§ Exercise requirements
From the data below, repeat exactly the lines from the line with "Target: sea horizon" to the line with "Target: white flight deck helmet", both included.

[Opening Data shown section]

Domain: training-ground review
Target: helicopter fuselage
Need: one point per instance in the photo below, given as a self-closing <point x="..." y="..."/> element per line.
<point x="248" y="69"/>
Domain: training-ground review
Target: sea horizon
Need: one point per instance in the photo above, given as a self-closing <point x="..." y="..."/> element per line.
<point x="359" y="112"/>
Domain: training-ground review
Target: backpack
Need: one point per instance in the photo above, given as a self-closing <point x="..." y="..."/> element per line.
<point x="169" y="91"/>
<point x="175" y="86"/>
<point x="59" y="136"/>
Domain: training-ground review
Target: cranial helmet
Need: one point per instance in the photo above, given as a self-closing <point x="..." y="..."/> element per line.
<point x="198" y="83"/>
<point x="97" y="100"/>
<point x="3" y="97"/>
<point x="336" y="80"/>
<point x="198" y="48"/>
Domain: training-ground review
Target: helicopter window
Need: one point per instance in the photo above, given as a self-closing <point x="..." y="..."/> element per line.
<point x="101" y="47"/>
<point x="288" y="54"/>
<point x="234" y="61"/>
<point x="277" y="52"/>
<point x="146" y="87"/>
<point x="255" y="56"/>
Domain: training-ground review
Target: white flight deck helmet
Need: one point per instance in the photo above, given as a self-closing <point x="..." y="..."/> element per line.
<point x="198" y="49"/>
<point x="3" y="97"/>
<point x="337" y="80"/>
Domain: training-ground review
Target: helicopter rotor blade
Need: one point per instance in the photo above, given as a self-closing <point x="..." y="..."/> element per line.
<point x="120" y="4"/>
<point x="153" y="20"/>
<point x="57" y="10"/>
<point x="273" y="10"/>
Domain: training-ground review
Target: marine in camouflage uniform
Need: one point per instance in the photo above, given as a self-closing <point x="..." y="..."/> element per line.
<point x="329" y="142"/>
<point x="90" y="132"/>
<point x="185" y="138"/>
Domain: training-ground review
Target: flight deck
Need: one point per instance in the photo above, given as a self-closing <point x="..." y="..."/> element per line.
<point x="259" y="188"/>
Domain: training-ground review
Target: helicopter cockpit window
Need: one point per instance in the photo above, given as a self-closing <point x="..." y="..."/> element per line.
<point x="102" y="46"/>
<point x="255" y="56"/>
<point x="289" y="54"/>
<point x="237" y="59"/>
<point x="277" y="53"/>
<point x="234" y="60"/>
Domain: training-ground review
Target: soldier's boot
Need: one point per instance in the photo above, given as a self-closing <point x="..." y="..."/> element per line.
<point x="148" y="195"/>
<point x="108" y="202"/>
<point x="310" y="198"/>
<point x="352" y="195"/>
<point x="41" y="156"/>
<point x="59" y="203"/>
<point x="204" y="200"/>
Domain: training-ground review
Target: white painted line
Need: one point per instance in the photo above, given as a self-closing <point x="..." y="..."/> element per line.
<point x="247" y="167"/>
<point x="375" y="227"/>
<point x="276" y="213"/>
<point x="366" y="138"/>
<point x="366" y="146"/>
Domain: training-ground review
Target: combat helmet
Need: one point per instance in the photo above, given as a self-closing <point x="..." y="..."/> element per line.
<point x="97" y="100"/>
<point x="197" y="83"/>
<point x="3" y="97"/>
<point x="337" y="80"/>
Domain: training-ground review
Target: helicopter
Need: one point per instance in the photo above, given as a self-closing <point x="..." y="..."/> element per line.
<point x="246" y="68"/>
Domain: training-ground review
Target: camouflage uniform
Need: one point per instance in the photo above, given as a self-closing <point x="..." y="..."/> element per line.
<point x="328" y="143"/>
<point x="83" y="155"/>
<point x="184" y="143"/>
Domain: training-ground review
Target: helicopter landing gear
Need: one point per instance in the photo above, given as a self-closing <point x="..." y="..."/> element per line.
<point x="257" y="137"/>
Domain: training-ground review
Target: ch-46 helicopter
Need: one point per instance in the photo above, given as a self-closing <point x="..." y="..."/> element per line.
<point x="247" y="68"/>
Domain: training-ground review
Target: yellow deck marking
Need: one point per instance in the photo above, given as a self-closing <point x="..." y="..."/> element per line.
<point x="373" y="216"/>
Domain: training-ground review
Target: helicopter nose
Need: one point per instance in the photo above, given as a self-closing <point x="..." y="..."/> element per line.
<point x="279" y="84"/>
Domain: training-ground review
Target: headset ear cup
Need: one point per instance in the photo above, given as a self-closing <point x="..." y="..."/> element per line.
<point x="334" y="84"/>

[Closing Data shown section]

§ Solution
Target: sea horizon
Need: one point per instance in the photo above, given as a self-closing <point x="..." y="..."/> element per line.
<point x="359" y="112"/>
Domain: training-ground review
Target: backpack
Need: one point per instance in the photo above, given as a self-closing <point x="..." y="..."/> element per line.
<point x="169" y="91"/>
<point x="175" y="86"/>
<point x="59" y="136"/>
Domain: training-ground review
Target: cranial helmet
Need: one point per instance in the photo above, given as a self-closing <point x="..." y="..."/> element per line.
<point x="198" y="83"/>
<point x="97" y="100"/>
<point x="3" y="97"/>
<point x="336" y="80"/>
<point x="198" y="48"/>
Domain: training-ground review
Target: helicopter window
Need: one point per instance in the photo above, given as a self-closing <point x="..." y="..."/> element per line.
<point x="101" y="47"/>
<point x="288" y="54"/>
<point x="234" y="61"/>
<point x="277" y="52"/>
<point x="146" y="87"/>
<point x="255" y="56"/>
Domain: training-ground review
Target: white flight deck helmet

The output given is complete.